Required action:
Recast every one of the following rows as a JSON list of strings, one string per line, with blank lines omitted.
START Data extracts
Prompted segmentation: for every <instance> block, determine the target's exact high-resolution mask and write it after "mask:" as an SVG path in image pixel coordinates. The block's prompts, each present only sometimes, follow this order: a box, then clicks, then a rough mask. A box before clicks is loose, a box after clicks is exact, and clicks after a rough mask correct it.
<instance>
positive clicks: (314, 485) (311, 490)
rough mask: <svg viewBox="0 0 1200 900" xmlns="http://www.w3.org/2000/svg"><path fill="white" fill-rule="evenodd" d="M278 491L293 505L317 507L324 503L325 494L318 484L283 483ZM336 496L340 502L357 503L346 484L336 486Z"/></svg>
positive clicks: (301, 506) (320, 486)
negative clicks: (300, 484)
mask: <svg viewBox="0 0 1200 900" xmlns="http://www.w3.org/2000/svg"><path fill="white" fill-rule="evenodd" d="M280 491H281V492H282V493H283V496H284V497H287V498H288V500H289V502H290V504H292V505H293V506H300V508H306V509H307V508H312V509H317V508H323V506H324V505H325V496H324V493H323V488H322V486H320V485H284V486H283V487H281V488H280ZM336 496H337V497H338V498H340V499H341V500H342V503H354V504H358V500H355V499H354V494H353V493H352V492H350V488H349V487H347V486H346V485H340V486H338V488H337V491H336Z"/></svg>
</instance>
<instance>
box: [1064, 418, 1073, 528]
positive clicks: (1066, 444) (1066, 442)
END Data extracts
Solution for this exercise:
[
  "Prompted segmentation: for every <instance> block, determine the target's exact high-resolution mask and write it after \"mask:\" as an SVG path in image pixel coordinates. The block's prompts, each present only sometimes, follow this order: a box, then clicks, then a rough mask. A box before clicks is loose, a box after clicks is exact, and clicks after a rough mask correct it.",
  "<instance>",
  "positive clicks: (314, 485) (311, 490)",
  "rough mask: <svg viewBox=\"0 0 1200 900\" xmlns=\"http://www.w3.org/2000/svg\"><path fill=\"white\" fill-rule=\"evenodd\" d=\"M278 491L293 505L317 507L324 503L325 494L318 484L283 483ZM336 496L340 502L357 503L346 484L336 486Z\"/></svg>",
  "positive clicks: (301, 506) (320, 486)",
  "negative clicks: (300, 484)",
  "mask: <svg viewBox=\"0 0 1200 900\" xmlns=\"http://www.w3.org/2000/svg\"><path fill=\"white\" fill-rule=\"evenodd\" d=\"M280 491H281V492H282V493H283V496H284V497H287V498H288V500H289V502H290V504H292V505H293V506H300V508H306V509H307V508H312V509H317V508H323V506H324V505H325V496H324V493H323V488H322V486H320V485H284V486H283V487H281V488H280ZM336 496H337V497H338V498H340V499H341V500H342V503H354V504H358V500H355V499H354V494H353V493H352V492H350V488H349V487H347V486H346V485H340V486H338V488H337V491H336Z\"/></svg>",
  "</instance>",
  "<instance>",
  "box: [1064, 418, 1073, 528]",
  "positive clicks: (1066, 444) (1066, 442)"
]